*** Opening of DATA RECORDS ***

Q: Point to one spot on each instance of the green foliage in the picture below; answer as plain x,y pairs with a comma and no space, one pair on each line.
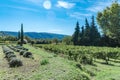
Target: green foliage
109,21
94,34
19,36
22,52
44,62
14,62
83,54
22,35
76,35
67,40
27,54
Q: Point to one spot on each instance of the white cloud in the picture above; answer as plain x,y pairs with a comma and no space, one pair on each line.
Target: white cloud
34,1
23,8
64,4
79,15
47,4
59,31
99,6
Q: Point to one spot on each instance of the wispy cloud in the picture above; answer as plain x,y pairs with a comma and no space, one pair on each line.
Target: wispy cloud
35,1
55,31
23,8
99,6
79,15
64,4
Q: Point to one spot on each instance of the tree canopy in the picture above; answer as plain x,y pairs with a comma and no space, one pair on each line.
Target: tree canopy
109,21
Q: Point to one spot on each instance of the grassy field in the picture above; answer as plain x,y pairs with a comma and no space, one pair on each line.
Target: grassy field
56,68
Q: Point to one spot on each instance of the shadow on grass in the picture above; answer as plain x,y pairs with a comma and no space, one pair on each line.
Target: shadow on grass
109,64
116,61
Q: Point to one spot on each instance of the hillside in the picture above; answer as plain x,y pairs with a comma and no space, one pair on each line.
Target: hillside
35,35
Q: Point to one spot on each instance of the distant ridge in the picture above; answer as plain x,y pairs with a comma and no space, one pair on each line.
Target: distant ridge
34,35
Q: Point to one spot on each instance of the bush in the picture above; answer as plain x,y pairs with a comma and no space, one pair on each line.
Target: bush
8,53
44,62
10,56
22,52
14,62
27,54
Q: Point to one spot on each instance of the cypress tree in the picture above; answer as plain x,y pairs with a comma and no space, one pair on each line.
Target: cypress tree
94,34
76,35
82,35
87,33
22,34
18,35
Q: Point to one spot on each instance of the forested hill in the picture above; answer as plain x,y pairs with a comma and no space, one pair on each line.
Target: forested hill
34,35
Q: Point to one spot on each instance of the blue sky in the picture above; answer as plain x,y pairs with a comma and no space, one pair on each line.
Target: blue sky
54,16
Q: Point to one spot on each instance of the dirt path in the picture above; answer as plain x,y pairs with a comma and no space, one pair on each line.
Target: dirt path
29,67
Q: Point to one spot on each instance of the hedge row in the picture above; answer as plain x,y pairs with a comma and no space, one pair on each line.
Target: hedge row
84,54
11,57
22,51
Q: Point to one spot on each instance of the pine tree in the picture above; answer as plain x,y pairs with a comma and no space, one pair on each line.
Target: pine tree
94,34
76,35
22,35
82,35
18,35
87,33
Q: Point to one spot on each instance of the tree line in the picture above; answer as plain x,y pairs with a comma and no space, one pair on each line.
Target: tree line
109,22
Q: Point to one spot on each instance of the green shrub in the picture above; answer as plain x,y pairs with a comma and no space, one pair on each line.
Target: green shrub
22,52
10,56
44,62
27,54
14,62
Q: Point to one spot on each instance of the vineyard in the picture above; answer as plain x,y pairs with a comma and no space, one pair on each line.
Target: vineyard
83,54
59,62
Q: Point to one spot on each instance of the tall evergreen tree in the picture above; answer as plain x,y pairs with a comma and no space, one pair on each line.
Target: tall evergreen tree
94,34
22,35
87,33
76,35
18,35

*** Close of DATA RECORDS ***

» **TASK TO COMPLETE**
With the pictures left aside, set down each entry above exactly as it stands.

» **EXPECTED ANSWER**
Q: Point to one spot on each instance of the green foliage in the picture below; answer as plain x,y pairs with a comma and no space, one pair on each line.
Target: green foliage
109,21
94,34
19,36
22,52
44,62
14,62
83,54
22,35
76,35
67,40
27,54
Q: Point to one spot on each instance of the white cloud in the picture above; answer as plain x,y pairs with a comma and no space, one pair on each line.
Target: white cloud
34,1
23,8
64,4
79,15
47,4
59,31
99,6
Q: Point to one spot on each instance of the wispy cloud in the picture above; answer as plain x,y pairs with a comma and no space, one pair on each line.
Target: wispy cloud
35,1
55,31
23,8
99,6
79,15
64,4
Q: Point to one spot on each instance of the tree canopy in the picture above; answer as plain x,y pairs with a comma and no space, one pair on each line.
Target: tree canopy
109,21
Q: Point to one spot on each instance of the grassy field in the picture above; answer as plain x,y pairs with a comma and no space, one pair on each line.
Target: grassy field
56,68
Q: Point to one spot on each instance of the shadow on grass in the picture above; answer as plain x,y pairs with a comma and no space, one pair on each line.
Target: shadow on grass
109,64
116,61
Q: Point to one spot on each instance of the hillside in the picture above; answer as plain x,y pairs with a comma and no space, one pair on each line.
Target: hillside
35,35
Q: Point to one spot on each instance of the distant ridge in the picture above; answer as plain x,y pairs with a comma and no space, one pair on each line.
Target: distant ridge
34,35
Q: Point to one spot on each instance of the bush in the picture above; answer as plain x,y pairs with a comma and no space, one pair on each line.
Target: bush
8,53
44,62
10,56
22,52
14,62
27,54
Q: Point to one spot on each instance of the cypress tree in the picture above; answer as plain x,y pairs with a comma and no space, one pair on each line.
Target: cypress tree
94,34
76,35
82,35
87,33
22,34
18,35
Q: Point to one spot on each instance of the forested hill in the picture above; answer as plain x,y pairs with a comma and no space, one pair on each line.
Target: forested hill
34,35
Q: Point to one spot on each instance of the blue sky in the picture above; answer as plain x,y pairs with a comma and no space, one pair on each line.
Target: blue sky
54,16
Q: Point to one spot on each instance of the dirt path in the picture above; answer as plain x,y pairs with a comma and no space, one pair on each line.
Target: dirt path
29,67
Q: Point to one spot on each instance of the hedge row in the picture above; answer as plain x,y pairs with a comma and no space, one pair on each line.
Target: hedge row
84,54
11,57
22,51
Q: Point to one spot on each instance of the pine tree in the picture above; answer as plain x,y pairs with a comma and no space, one pair on each line.
Target: pine tree
94,34
76,35
22,35
82,35
18,35
87,33
Q: Point to one spot on each instance of the tree line in the picture above; answer as plain x,y pairs with a comma and no space, one pair on each line.
Target: tree line
109,22
Q: Point to one spot on each instance of the green shrub in the picture above; answer as plain x,y pairs with a comma and no space, one pair on each line.
Target: green shrub
22,52
10,56
44,62
27,54
14,62
Q: Point to one spot on each instance of the vineyard in the picture above; answer as plain x,y pairs with a comma and no space, one pair on each line.
Target: vineyard
83,54
59,62
Q: Point to one spot on each instance of the tall evergreen tree in the picture above; answer as plain x,y pairs with a comma and no space, one pair on each line.
Target: tall evergreen tree
94,34
22,35
87,33
76,35
18,35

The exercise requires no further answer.